• **DIRECTIVE 1**
Sum up the piece on fake news in two sentences.

Researcher Marianne Elliott, in a Lawtalk article, raises the possibility of greater regulation of social media to control fake news. She says there is a long history of regulating media to promote accuracy and fairness, and of constraining free speech to protect human rights. Digital media should meet the same standards as traditional forms, but it is much more difficult to regulate.
"Any functional regulatory framework has to be a global one," she says. " It won't work as a whole series of national frameworks."
That's a possibility in the long-term future. In the short-term, as long as Facebook's Mark Zuckerberg isn't prepared to do anything about it – and he's not – fake news is here to stay. "They are not really doing anything about it because it makes them money," says Strong. "Fake news gets lots of sharing and they can sell ads around it."
And it's going to get worse before it gets better. Barraclough and Barnes say the technology by which fake news can be created and spread is becoming more sophisticated.
"We've done a lot of work on new technologies that use AI," says Barnes. "There are things like synthetic voices coming down the pipe. The easiest way to think about it is that anything you can imagine in terms of video or audio will be possible in the next half a dozen years. You will be able to make it look like things happened that never happened."
There's fake news doing its job of making people lose trust in traditional sources of information. And "in the same way that powerful people might be able to respond to allegations of wrongdoing by saying 'fake news' they might also be able to respond to audio-visual evidence of wrongdoing by saying it is fake".
Which suggests that the less scrupulous operators will have all the advantages, but Barraclough and Barnes don't agree.
"Very few systems that rely on wrong information do well," says Barraclough. "Ultimately there is still an incentive to have correct information and scrutinise it correctly before you act on it."
It just might take a little more effort and critical thinking on our part.
Real fake news?
Fake news can be easy to identify if you ask some basic questions about what you are looking at.
Kim Connolly-Stone advises the suspicious to ask: "Where is the story hosted? Is it a news site you haven't heard of? See if you can see a date on it. Old stories are republished but the whole context has changed."
This occurred after the 2019 Notre Dame fires in Paris when some media reprinted a 2016 story reporting an abandoned car containing Arabic documents and gas tanks had been found near the cathedral.
"Also ask, is it a lone wolf?" says Connolly-Stone. "Can you find other stories on the same topic perhaps in official channels?"
And get in touch with your feelings. "Does that piece of information make you feel very happy or outraged? That can be a sign it has been developed to influence people in a certain way."
Look at the URL says Cathy Strong. The address may not look dodgy, but if the address is nzheradl.co.nz instead of nzherald.co.nz you have a problem. "Addresses ending in .co, rather than .com, for instance, are from Colombia and can be purchased really easily."

• **DATASET EXCERPTS**
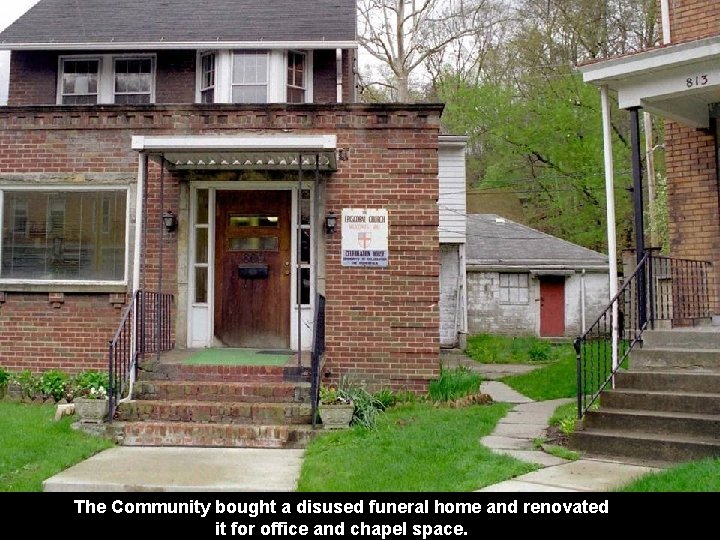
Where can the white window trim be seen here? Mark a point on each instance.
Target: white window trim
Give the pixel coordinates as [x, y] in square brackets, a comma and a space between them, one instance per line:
[277, 75]
[106, 74]
[69, 188]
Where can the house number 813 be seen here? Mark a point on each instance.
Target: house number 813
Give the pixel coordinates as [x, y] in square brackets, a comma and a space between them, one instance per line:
[698, 80]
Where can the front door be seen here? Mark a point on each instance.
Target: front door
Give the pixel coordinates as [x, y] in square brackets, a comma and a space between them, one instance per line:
[252, 268]
[552, 306]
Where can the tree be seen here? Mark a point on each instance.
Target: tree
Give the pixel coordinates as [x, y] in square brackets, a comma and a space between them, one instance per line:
[405, 34]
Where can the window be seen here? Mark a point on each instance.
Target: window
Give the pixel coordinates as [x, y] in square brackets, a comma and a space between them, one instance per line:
[296, 77]
[57, 239]
[79, 82]
[133, 81]
[207, 78]
[127, 80]
[514, 288]
[250, 77]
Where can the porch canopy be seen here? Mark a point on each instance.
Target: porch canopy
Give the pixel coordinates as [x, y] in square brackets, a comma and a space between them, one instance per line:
[678, 82]
[257, 152]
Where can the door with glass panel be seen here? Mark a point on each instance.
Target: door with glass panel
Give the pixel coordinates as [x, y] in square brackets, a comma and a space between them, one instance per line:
[252, 268]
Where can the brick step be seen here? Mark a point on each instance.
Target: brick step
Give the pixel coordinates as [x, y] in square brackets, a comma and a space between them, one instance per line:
[683, 338]
[657, 422]
[215, 412]
[679, 381]
[646, 446]
[181, 372]
[248, 392]
[156, 433]
[688, 402]
[648, 358]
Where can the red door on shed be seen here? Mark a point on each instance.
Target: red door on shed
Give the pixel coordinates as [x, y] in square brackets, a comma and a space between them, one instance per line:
[552, 306]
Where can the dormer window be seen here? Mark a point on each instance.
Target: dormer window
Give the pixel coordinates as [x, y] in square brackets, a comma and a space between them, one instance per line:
[79, 82]
[127, 80]
[296, 77]
[254, 76]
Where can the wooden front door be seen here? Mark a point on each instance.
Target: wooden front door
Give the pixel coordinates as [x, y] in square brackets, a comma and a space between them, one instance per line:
[252, 268]
[552, 306]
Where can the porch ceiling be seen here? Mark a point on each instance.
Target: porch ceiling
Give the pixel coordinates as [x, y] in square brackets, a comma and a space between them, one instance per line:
[266, 152]
[679, 82]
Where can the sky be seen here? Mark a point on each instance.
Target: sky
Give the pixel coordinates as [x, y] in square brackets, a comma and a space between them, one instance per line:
[9, 12]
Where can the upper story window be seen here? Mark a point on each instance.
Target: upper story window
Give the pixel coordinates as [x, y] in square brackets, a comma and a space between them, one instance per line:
[133, 81]
[106, 79]
[254, 76]
[207, 78]
[296, 77]
[79, 82]
[250, 77]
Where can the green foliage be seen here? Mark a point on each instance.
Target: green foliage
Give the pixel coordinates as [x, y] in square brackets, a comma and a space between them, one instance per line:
[84, 383]
[454, 384]
[695, 476]
[29, 383]
[416, 447]
[33, 447]
[53, 383]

• **DIRECTIVE 2**
In the listing, swap "upper story window" for "second-floor window" in the stretch from the line containing "Where can the sky" through the end of the listing, keeping everything else the same, and give back only those lines.

• **RESPONSE 1**
Researcher Marianne Elliott raises the possibility of regulating social media to control fake news, saying any working framework would have to be global. In the short term, though, fake news is here to stay and its technology is becoming more sophisticated, so readers are advised to check where a story is hosted, its date, whether other sources cover it, how it makes them feel and whether the URL is genuine.

• **RESPONSE 2**
Where can the sky be seen here? Mark a point on each instance.
Target: sky
Give the pixel coordinates as [x, y] in square brackets, a comma and a space between them, one instance per line:
[9, 12]
Where can the second-floor window be seen here? Mark a point on each instance.
Target: second-floor window
Give the pixel coordinates as [x, y] in square brackets, a comma and a space between them, one instance per line:
[133, 81]
[106, 79]
[254, 76]
[207, 78]
[296, 77]
[79, 82]
[250, 77]
Where can the green foliage be seen here? Mark a point on each instance.
Target: green foliage
Give the pixel coordinates as [x, y] in square brackets, a comma and a space between them, one instance per line:
[84, 383]
[454, 384]
[695, 476]
[29, 383]
[416, 447]
[33, 447]
[53, 383]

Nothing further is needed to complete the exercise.